__Requirement__
Rewrite all the rows below with "One per instance" replaced by "Points per instance" and nothing else changed. Leave the pictures out.

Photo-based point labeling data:
[START]
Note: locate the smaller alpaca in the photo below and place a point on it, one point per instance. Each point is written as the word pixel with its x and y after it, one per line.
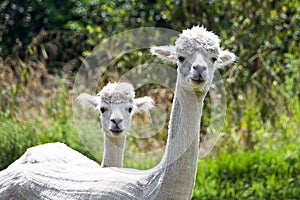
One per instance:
pixel 116 104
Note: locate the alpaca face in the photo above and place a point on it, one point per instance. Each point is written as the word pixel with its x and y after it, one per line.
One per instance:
pixel 198 54
pixel 197 69
pixel 115 112
pixel 116 118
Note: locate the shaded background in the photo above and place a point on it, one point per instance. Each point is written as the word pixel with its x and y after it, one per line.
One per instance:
pixel 42 45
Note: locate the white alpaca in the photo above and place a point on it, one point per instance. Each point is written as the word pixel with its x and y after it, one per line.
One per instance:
pixel 197 53
pixel 116 105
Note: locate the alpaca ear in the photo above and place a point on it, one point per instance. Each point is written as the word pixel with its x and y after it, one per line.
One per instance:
pixel 88 102
pixel 143 104
pixel 225 58
pixel 167 53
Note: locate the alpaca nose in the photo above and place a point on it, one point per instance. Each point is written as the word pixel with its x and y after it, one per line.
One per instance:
pixel 116 121
pixel 199 68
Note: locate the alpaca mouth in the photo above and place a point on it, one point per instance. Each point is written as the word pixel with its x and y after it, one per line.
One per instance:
pixel 116 131
pixel 198 80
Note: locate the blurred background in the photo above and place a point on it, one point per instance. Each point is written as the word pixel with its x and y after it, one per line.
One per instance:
pixel 43 43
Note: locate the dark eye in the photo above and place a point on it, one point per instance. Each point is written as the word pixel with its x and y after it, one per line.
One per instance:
pixel 181 59
pixel 102 109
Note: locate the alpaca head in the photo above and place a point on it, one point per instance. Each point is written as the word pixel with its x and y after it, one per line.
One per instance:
pixel 116 105
pixel 198 54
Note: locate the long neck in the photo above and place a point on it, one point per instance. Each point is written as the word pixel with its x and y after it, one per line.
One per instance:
pixel 181 154
pixel 113 151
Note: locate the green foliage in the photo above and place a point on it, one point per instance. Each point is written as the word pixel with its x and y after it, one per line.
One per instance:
pixel 269 173
pixel 15 137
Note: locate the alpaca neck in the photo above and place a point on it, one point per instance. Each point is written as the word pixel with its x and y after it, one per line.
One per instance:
pixel 181 155
pixel 113 151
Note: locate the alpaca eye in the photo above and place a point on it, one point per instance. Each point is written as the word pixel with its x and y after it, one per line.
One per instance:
pixel 214 59
pixel 181 59
pixel 102 110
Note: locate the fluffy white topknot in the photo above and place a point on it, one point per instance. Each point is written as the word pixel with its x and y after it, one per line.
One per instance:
pixel 117 93
pixel 197 38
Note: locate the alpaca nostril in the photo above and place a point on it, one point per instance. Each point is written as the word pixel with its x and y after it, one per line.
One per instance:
pixel 116 121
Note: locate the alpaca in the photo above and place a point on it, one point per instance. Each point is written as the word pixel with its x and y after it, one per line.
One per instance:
pixel 198 54
pixel 116 105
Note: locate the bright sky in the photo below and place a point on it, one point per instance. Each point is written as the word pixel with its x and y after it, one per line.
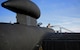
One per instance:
pixel 65 13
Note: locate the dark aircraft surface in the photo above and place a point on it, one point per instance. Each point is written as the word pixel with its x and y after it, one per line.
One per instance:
pixel 26 35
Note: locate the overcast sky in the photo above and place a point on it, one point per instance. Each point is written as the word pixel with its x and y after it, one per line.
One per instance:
pixel 65 13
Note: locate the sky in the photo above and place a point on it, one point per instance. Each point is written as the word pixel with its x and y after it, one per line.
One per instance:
pixel 63 13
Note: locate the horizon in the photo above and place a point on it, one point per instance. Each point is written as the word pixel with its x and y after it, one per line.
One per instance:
pixel 65 13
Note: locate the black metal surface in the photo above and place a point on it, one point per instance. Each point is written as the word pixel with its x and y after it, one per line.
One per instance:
[END]
__Solution for this task__
Note: locate the smaller alpaca in the photo below and place a point on it, one point per instance. Each point is written as the word pixel with its x and y after it, one per line.
Points per instance:
pixel 116 104
Note: locate the alpaca face in the photo above and place a point on it, one point per instance. Each point is written as the word pixel with its x and y after it, one per line.
Points per instance:
pixel 198 54
pixel 197 69
pixel 115 112
pixel 116 118
Note: locate the shaded background in the photo above and place a point on it, one point per instance. Each point is written as the word pixel with its x and y after it, one per line.
Points per instance:
pixel 42 45
Note: locate the white alpaca in the photo above and place a point on it, one point per instance. Each point is written as the word pixel with its x and y after it, one per line.
Points per instance:
pixel 197 53
pixel 116 105
Note: locate the alpaca ear in the photo above and place a point on it, one point per instance. Each point is written as the word pixel with its x and y after it, one per line.
Points per instance:
pixel 88 102
pixel 143 104
pixel 225 58
pixel 167 53
Note: locate the alpaca nose in the photo above and place a point on it, one point per instance. Each point is written as the word pixel with its x and y after it, one per line.
Points per instance:
pixel 116 121
pixel 199 68
Note: locate the alpaca mouth in the photo above and place a point on it, one point per instance. Each point is written as the word pixel with its x and y after it, one per line.
Points per instance:
pixel 116 131
pixel 198 80
Note: locate the blurred background in the photo above and place a point on it, one point per instance. Each point is written as the word pixel with its x and y after it, one per line.
Points per instance:
pixel 43 43
Note: locate the dark eye in the photo above and place a point on it, one point per instance. Each point is written as the word pixel with its x and y after it, one per line.
Points per instance:
pixel 181 59
pixel 102 109
Note: locate the alpaca head in the photo above and place a point on it, one point per instance. Each point is written as the word pixel with its x and y after it, one per line.
Points per instance:
pixel 116 105
pixel 198 54
Note: locate the long neck in the photo above and place a point on it, one point per instance. Each point is written as the word pixel with its x and y after it, one per line.
Points per instance:
pixel 181 154
pixel 113 151
Note: locate the green foliage in the photo above and place a point on it, one point per instance. Each point is written as the word pixel with its x and y after it, one per line.
Points per instance:
pixel 269 173
pixel 15 137
Note: locate the alpaca neck in the photo above and place a point on it, one point per instance. Each point is written as the word pixel with its x and y after it, one per line.
Points per instance:
pixel 181 155
pixel 113 151
Note: locate the alpaca eye in the photo above and place a point on it, one point per instance. Each point is written as the word pixel with its x and y after it, one per line.
Points per instance:
pixel 214 59
pixel 181 59
pixel 102 110
Note: locate the fluffy white topknot in the photo above and place a point on it, one point per instance. Each point is written as the word pixel with its x and y after it, one per line.
Points per instance:
pixel 117 93
pixel 197 38
Note: locate the alpaca nostril in the photo above and place a point on it, one point per instance. Each point is written as the word pixel with its x and y after it, one per line.
Points per instance:
pixel 116 121
Note: locate the alpaca in the photo above and place a point on it, one point per instance. Each point is written as the word pixel with its x and y after it, one per line.
Points per instance:
pixel 198 54
pixel 116 105
Note: locate the bright sky in the photo below and place a point on it, one point per instance. Each point is written as the word pixel with its x and y after it, one per line.
Points per instance:
pixel 65 13
Note: locate the dark aircraft surface in the photo above and place a point on it, one point per instance. Each point is written as the word pixel with its x and y after it, one per line.
Points per instance:
pixel 26 35
Note: locate the overcast sky in the photo above and place a point on it, one point per instance. Each point is written as the word pixel with its x and y after it, one per line.
Points per instance:
pixel 65 13
Note: locate the sky in the photo above and place a point on it, one point per instance. Each point is written as the word pixel with its x and y after it, one per line.
Points per instance:
pixel 63 13
Note: locate the horizon in the photo above and place a point on it, one point per instance. Each point is written as the word pixel with its x and y after it, one per line.
Points per instance:
pixel 65 13
Note: locate the black metal surface in the photo above and place a point on it, one point per instance. Each point is written as the word pixel with its x and y after it, one per line.
Points per instance:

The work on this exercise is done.